抜粋:
ヘルスケア

アンチ・ドーピングにも新型コロナ感染拡大が影 スポーツの公平さに課題 (1/2ページ)

 新型コロナウイルスの感染拡大は、スポーツの公平さを保つためのアンチ・ドーピング活動にも影を落としている。人同士の接触を避けるため、ロシアやカナダなどの反ドーピング機関は検査を一時的に停止した。来夏の東京五輪をクリーンな大会とするには世界的な新型コロナ禍の収束と、検査態勢の再起動が不可欠だ。(宝田将志)

 抜き打ち検査難しく

 「アスリートの検査に関連して多くの課題に直面している。プログラムの中断の影響を軽減するため、状況を注視していく」。各国の反ドーピング機関を束ねる「世界反ドーピング機関」(WADA)のウィトルド・バンカ委員長は東京五輪の延期決定後、こう述べた。

 現在、選手に検査を課すべき試合自体が行われていない。また、競技会外での抜き打ち検査も難しくなっている。多くの国に移動制限が掛かり、感染を防ぐための「ソーシャル・ディスタンス」が徹底されているためだ。こうした中、WADAなどは、選手の居場所情報の更新など、できる範囲の活動を継続しているといい、米国反ドーピング機関(USADA)も自宅にいる選手に対し、テレビ会議システムを活用した遠隔検査の試行を始めている。

資料:
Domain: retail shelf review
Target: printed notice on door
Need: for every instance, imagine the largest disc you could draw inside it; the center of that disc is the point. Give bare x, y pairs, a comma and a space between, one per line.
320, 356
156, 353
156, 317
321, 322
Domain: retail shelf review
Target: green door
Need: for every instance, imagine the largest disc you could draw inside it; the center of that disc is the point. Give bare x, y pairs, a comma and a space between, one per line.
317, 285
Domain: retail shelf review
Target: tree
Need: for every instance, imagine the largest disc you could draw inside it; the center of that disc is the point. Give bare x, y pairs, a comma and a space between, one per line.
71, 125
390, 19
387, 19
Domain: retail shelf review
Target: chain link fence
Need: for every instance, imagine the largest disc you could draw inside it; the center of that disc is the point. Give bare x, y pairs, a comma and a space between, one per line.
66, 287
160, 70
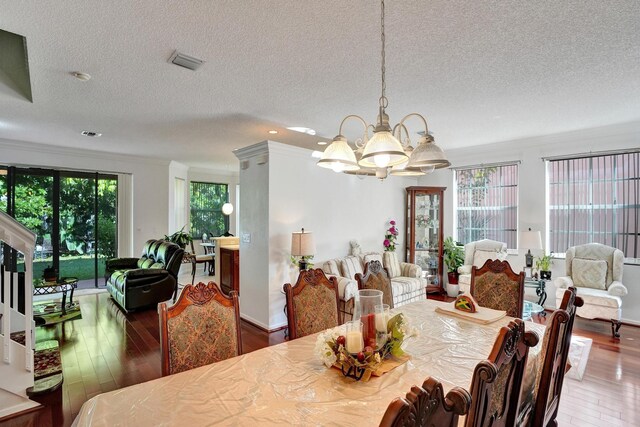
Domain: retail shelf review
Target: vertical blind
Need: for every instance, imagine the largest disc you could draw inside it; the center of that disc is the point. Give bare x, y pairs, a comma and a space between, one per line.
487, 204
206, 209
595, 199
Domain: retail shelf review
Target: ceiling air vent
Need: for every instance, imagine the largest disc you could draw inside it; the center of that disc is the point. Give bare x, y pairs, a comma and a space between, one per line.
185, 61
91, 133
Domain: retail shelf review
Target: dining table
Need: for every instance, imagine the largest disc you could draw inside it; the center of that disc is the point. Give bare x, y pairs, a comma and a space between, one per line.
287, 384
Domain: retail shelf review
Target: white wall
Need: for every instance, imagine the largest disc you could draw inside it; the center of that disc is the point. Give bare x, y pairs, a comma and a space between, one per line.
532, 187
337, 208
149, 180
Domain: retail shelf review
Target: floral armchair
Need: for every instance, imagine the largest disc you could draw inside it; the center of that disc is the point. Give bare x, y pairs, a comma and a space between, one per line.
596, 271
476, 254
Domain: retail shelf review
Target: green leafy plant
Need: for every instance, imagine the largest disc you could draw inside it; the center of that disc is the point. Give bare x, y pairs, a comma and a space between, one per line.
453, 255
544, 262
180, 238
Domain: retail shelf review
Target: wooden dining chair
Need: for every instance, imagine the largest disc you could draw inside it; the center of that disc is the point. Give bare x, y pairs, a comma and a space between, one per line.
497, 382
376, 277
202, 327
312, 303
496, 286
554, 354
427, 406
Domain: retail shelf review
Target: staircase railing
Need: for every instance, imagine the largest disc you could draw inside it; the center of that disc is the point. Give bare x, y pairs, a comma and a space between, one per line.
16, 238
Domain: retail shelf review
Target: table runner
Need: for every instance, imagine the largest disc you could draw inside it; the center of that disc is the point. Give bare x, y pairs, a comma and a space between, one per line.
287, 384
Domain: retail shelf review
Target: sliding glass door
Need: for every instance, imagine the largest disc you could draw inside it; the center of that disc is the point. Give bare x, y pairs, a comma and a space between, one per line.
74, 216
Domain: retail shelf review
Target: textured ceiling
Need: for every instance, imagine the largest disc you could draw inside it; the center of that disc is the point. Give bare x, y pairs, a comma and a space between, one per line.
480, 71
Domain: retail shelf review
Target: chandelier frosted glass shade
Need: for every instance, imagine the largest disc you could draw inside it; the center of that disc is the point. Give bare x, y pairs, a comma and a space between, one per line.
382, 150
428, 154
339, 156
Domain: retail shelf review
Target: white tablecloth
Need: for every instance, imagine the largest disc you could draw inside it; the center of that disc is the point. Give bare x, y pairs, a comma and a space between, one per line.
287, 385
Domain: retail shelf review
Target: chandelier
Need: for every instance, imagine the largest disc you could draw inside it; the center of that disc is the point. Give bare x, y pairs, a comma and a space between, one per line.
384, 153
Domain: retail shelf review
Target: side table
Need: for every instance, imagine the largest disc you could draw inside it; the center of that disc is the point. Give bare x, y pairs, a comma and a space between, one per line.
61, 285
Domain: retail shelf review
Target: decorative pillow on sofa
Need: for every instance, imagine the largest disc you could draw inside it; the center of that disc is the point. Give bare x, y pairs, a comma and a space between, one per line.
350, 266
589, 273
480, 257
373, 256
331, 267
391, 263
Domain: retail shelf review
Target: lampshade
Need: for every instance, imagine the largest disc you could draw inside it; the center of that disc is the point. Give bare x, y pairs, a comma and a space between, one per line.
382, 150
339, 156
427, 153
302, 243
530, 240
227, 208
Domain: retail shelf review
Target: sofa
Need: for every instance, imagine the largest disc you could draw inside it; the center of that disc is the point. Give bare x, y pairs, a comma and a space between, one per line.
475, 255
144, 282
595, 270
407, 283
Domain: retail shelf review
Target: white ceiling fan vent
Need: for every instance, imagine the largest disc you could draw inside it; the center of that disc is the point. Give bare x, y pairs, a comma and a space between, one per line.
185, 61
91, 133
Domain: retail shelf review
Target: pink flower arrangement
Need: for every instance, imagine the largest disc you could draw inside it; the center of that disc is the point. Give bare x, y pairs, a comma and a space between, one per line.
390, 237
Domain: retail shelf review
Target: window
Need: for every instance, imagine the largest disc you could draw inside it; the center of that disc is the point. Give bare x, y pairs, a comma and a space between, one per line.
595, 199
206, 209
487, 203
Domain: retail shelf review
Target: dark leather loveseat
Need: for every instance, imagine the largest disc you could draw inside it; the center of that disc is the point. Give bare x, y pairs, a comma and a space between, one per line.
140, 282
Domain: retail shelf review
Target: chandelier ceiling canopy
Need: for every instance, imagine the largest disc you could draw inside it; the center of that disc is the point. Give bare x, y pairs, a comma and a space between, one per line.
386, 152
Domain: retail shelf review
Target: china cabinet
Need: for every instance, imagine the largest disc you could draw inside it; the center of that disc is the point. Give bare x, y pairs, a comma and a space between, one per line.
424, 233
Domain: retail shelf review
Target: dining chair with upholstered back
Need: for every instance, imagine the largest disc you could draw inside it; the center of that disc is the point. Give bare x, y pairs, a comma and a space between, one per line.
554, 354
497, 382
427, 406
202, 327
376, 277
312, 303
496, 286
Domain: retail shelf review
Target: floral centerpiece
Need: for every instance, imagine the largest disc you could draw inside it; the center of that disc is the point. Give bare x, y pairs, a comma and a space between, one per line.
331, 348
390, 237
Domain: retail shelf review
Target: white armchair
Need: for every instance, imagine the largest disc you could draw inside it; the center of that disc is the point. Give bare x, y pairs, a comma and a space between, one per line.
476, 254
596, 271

* * *

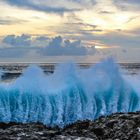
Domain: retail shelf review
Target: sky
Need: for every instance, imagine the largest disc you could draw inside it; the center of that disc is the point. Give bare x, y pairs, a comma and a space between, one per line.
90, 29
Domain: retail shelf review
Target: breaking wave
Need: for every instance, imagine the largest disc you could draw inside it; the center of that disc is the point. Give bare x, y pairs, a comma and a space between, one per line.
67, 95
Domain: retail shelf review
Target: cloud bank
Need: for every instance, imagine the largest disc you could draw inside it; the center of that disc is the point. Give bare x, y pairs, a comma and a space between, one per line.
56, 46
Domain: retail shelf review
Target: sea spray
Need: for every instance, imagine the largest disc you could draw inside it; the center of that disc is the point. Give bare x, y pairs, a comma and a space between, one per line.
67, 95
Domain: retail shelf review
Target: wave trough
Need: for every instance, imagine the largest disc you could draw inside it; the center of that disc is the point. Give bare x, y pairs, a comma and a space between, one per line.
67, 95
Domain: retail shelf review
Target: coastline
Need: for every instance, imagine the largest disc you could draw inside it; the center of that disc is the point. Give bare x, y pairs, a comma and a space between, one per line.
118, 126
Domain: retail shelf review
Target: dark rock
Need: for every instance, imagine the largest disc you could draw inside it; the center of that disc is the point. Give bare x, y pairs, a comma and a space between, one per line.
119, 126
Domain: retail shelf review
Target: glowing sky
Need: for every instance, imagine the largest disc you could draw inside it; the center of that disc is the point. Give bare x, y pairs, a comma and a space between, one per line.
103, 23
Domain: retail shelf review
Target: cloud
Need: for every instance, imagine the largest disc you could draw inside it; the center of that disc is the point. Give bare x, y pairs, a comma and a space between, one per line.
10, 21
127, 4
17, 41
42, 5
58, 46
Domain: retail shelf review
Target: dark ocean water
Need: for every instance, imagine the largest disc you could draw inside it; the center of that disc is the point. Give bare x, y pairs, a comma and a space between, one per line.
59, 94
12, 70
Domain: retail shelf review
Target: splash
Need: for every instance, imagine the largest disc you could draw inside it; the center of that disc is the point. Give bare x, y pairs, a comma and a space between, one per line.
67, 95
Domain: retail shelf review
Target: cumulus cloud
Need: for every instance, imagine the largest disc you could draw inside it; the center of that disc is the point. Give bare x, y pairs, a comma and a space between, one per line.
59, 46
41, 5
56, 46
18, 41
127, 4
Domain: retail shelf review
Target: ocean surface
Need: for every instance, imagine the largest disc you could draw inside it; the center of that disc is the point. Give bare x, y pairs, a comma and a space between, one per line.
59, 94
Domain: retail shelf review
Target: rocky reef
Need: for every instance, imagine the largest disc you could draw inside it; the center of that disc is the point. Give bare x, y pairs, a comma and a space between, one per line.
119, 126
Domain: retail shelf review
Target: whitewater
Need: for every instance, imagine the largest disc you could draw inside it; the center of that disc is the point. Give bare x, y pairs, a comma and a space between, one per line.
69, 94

設問:
1 - アンチ・ドーピングの記事にある「現在、選手に検査を課すべき試合自体が行われていない。」という一文を英語に訳しなさい。
2 - アンチ・ドーピングの記事によると、米国反ドーピング機関(USADA)は自宅にいる選手に対して何を始めているか。
3 - アンチ・ドーピングの記事を、最後の文のあとから書き継ぎなさい。

解答例:
1 - Currently, the competitions themselves at which athletes should be subjected to testing are not being held.

2 - テレビ会議システムを活用した遠隔検査の試行を始めている。

3 -
 重要度増す大会前検査

 違反の手口が巧妙化する近年は五輪本番から違反者を締め出すため、大会前の検査が重要度を増している。2016年リオデジャネイロ五輪に際しては、違反リスクの高い10の競技・種目の選手をはじめ、収集した情報に基づいて1333人に検査を実施し、大会前に20件の違反を摘発した。20年東京五輪に向けても、IOCや各国反ドーピング機関などが連携する取り組みが本格化していた。

 「東京五輪が来年に延期されても、同じようなプログラムで動いていくことに変わりはない」。こう語るのは、日本アンチ・ドーピング機構(JADA)の浅川伸専務理事だ。250~300人と言われる国内の検査員は確保済みという。

 18年平昌五輪におけるWADAの独立監査レポートは、情報に基づく検査活動について「大会開始の12カ月前から展開すべき」と提言している。スポーツと五輪の価値を守るのに欠かせない世界的なアンチ・ドーピング活動。今後どの段階で、選手たちが試合や合宿を再開させ、検査員が従来通り活動できるようになるかがポイントになりそうだ。